> _Suas instruções_
Edite um trecho da entrevista: copie tudo desde "Como uma mulher" até "é muito querida.", trocando "cachorros" por "gatos".

> _Página_
....

O seu documentário “Ebb Tibe” conta uma história extraordinária de humanismo, não tem fronteiras nem idiomas e qualquer pessoa pode entender. Como nascem as ideias de seus documentários? De contar essas histórias?

Obrigada! Agradeço a você. Me encanta que as pessoas de diferentes culturas e idades se identifiquem com meu personagem e que gostem da história. Esta ideia em particular nasceu porque sou amiga da Zee há mais de 10 anos. Durante estes anos, ela falava muito de seus dias como professora no Harlem com muita saudade e alegria. Durante 25 anos guardou todos os poemas de seu alunos, vídeos em VHS, recortes de jornais, fotos, etc.  Tinha todo esse material em uma caixa, muito bem-ordenado. Quando tive que começar a escrever minha tese de mestrado, me pareceu que esta era uma história que eu poderia contar em não mais de 15 minutos, que era o tempo máximo que podia durar o projeto. Nunca imaginei que esta história ia ressoar e participar em mais de 16 festivais nos Estados Unidos, Grécia, Inglaterra e no Chipre. E, sobretudo, ganhar seis prêmios!

Cartaz do documentário Ebb Tide, de Vivian Rivas / Divulgação

Como uma mulher se levanta todos os dias sem esmorecer e continuar perseguindo seus sonhos?

Pois, me levanta a paixão por contar histórias. Trabalho como “freelance”, supervisora de roteiro ou continuísta. Nunca sei em que, nem onde vou trabalhar até um par de dias antes de começar. E se não tenho trabalho, toco meus projetos pessoais ou cuido de cachorros. Gosto de não ter rotina. Me encanta a mudança de estações de NY e a energia que tem esta cidade. As pessoas interessantes que conheci e continuo conhecendo. Me encanta o fato de poder me perder na cidade e ser anônima, mas, ao mesmo tempo, tenho gente que me apoia e é muito querida.

....

> _Exemplos de marcação de pontos_
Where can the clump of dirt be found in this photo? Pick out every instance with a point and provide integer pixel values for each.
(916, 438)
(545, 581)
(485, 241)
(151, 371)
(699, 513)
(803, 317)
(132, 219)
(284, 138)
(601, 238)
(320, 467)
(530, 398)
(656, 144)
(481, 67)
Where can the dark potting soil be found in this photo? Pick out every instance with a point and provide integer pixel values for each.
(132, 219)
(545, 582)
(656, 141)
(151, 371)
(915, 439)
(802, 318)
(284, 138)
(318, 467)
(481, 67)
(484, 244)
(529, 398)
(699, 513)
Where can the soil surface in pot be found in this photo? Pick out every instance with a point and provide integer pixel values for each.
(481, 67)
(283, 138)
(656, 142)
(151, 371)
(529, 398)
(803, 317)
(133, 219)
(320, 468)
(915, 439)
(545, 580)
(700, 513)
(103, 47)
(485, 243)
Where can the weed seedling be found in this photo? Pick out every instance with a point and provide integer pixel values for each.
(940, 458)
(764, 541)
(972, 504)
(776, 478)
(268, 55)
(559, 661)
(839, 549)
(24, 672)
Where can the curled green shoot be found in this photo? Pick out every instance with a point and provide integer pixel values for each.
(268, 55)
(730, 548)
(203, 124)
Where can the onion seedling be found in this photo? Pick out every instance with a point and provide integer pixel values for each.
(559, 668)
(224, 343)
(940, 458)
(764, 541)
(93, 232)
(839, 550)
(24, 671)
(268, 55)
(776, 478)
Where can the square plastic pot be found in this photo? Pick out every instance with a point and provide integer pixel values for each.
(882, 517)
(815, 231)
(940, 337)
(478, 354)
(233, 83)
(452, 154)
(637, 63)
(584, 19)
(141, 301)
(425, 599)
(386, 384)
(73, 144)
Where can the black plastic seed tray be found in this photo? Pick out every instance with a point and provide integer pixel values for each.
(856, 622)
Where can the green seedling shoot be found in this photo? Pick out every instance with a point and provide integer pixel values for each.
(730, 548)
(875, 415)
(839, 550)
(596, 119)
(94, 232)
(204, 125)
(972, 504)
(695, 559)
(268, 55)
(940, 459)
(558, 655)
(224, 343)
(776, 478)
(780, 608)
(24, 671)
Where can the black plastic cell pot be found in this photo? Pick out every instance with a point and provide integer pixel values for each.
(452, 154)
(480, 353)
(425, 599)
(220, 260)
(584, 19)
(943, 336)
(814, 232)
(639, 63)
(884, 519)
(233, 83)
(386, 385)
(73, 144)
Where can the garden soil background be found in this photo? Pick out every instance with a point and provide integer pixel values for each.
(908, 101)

....

> _Solução_
Como uma mulher se levanta todos os dias sem esmorecer e continuar perseguindo seus sonhos?

Pois, me levanta a paixão por contar histórias. Trabalho como “freelance”, supervisora de roteiro ou continuísta. Nunca sei em que, nem onde vou trabalhar até um par de dias antes de começar. E se não tenho trabalho, toco meus projetos pessoais ou cuido de gatos. Gosto de não ter rotina. Me encanta a mudança de estações de NY e a energia que tem esta cidade. As pessoas interessantes que conheci e continuo conhecendo. Me encanta o fato de poder me perder na cidade e ser anônima, mas, ao mesmo tempo, tenho gente que me apoia e é muito querida.